INFORMATION SHOWN START
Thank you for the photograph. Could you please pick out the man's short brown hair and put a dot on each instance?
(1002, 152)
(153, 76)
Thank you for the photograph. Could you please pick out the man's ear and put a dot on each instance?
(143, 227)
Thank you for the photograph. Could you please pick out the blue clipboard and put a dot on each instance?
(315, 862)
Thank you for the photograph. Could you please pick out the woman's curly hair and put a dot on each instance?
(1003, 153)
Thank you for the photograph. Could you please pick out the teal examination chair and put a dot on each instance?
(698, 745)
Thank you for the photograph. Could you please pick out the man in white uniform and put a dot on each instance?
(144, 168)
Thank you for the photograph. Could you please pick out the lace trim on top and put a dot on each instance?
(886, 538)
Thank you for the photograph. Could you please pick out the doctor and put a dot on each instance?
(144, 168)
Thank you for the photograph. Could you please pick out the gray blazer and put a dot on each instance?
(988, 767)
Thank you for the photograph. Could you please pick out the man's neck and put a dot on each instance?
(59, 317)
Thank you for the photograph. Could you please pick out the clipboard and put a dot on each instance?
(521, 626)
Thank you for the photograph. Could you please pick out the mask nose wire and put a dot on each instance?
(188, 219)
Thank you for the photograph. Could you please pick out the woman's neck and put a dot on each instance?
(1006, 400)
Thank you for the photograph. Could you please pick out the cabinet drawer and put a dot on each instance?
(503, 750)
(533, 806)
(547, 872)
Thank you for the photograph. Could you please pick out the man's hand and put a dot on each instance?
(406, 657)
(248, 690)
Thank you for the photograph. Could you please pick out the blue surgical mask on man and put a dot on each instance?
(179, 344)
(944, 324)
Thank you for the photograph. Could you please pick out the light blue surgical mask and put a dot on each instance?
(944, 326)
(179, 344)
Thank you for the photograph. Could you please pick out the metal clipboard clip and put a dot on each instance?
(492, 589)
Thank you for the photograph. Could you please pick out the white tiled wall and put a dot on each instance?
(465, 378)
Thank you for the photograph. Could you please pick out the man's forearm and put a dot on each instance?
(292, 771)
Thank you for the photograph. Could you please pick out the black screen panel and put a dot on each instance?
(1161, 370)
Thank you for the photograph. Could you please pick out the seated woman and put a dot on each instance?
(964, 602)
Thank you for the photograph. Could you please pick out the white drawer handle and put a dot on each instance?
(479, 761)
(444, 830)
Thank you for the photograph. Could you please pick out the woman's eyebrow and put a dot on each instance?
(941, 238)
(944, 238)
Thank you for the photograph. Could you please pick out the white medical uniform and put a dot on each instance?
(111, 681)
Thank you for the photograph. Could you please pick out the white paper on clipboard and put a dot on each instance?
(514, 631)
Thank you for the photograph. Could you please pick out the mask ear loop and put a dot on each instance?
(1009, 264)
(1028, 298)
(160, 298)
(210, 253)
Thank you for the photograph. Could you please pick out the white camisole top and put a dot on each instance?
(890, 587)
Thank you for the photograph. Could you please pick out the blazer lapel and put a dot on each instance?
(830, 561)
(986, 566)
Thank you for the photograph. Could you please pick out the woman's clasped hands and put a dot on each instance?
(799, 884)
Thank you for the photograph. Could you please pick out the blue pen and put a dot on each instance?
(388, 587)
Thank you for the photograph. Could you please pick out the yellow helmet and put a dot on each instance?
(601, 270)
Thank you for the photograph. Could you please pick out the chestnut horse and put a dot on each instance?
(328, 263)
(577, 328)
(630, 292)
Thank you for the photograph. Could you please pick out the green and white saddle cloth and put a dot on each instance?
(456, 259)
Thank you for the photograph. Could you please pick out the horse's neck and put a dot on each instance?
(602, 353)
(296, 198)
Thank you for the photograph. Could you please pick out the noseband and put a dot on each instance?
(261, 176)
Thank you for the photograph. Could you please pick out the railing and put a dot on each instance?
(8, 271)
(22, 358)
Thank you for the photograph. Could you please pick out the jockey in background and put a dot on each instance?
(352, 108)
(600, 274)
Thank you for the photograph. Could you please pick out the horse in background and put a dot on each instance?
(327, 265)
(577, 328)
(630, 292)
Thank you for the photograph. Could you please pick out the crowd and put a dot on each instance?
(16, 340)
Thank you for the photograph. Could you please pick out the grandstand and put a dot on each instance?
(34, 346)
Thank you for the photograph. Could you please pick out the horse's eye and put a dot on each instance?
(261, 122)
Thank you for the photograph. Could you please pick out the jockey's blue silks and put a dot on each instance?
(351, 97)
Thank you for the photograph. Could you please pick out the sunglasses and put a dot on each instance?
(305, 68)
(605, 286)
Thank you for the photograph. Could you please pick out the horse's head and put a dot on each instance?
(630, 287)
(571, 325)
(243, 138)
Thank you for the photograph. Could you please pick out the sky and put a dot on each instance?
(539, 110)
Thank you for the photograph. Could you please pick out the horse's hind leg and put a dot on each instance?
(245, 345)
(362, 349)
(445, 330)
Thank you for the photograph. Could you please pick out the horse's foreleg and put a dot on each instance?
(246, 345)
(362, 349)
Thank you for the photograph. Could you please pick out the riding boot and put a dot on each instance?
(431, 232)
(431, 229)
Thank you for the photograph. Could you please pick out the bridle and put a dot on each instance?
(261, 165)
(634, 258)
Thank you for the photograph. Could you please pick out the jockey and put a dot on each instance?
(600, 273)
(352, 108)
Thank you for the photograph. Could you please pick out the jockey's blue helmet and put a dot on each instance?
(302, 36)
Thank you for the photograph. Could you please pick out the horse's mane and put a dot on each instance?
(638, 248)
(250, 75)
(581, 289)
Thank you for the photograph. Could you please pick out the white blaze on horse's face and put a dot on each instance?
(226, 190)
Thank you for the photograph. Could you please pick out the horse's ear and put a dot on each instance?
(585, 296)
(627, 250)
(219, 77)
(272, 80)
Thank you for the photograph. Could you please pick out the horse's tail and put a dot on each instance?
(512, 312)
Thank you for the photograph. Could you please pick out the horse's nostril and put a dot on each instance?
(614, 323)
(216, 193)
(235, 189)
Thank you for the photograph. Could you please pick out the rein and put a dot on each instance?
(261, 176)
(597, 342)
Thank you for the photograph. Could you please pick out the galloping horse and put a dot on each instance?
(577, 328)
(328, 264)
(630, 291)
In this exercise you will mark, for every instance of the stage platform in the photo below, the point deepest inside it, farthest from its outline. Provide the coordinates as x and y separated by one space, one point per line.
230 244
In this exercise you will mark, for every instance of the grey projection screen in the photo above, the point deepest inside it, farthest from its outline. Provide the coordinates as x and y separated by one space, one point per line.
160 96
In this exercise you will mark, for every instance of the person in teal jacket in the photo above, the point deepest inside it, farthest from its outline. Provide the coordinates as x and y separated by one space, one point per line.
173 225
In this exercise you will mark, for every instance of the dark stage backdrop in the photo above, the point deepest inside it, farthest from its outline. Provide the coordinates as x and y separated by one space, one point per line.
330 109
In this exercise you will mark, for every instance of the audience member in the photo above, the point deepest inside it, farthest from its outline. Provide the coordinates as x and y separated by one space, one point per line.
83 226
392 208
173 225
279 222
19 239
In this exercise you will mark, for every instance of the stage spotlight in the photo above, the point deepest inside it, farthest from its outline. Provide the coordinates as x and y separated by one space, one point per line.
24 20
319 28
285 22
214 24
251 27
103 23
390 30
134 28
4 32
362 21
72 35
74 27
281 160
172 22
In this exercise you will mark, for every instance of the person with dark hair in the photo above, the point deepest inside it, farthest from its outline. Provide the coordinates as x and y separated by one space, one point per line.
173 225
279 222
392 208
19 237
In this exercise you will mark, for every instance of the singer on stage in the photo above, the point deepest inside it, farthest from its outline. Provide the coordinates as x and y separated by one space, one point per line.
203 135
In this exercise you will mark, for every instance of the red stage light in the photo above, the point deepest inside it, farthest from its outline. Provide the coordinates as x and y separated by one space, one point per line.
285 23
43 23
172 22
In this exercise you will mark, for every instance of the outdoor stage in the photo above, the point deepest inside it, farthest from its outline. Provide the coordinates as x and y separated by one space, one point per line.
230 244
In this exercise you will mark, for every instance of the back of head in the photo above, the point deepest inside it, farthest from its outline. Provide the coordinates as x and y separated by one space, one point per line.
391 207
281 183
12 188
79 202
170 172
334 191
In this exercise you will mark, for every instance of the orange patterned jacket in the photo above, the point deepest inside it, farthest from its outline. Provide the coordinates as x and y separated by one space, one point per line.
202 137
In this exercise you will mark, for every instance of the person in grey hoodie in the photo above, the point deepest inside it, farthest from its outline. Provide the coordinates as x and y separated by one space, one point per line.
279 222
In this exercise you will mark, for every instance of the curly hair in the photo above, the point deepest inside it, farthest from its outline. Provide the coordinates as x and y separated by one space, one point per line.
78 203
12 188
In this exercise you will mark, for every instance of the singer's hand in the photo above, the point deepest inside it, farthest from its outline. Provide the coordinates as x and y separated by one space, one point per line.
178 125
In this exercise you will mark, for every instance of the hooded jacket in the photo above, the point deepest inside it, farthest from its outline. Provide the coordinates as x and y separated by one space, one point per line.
INFORMATION SHOWN END
DESCRIPTION OF THE TASK:
Taking the line with "of the curly" as the start and the last line of the data above as the end, write out those two lines and every line between them exactly, and only those.

SOLUTION TO THIS TASK:
In this exercise you will mark, for every instance of the curly hair in the photo above, the point deepest inside it, farthest from its outline. Provide the coordinates as x and y separated by one space, one point per line.
78 203
12 188
In this exercise you will mark, for every instance of the singer's hand in the photo above, the point deepest inside it, farthest from its outline. Provide the coordinates as x and y separated by one space, one point per line.
178 125
In this exercise you will mark, for every instance of the hooded jacket in the photo above, the point deepest inside it, farthest from its outline. Provide the coordinates as x and y separated by one space, one point per line.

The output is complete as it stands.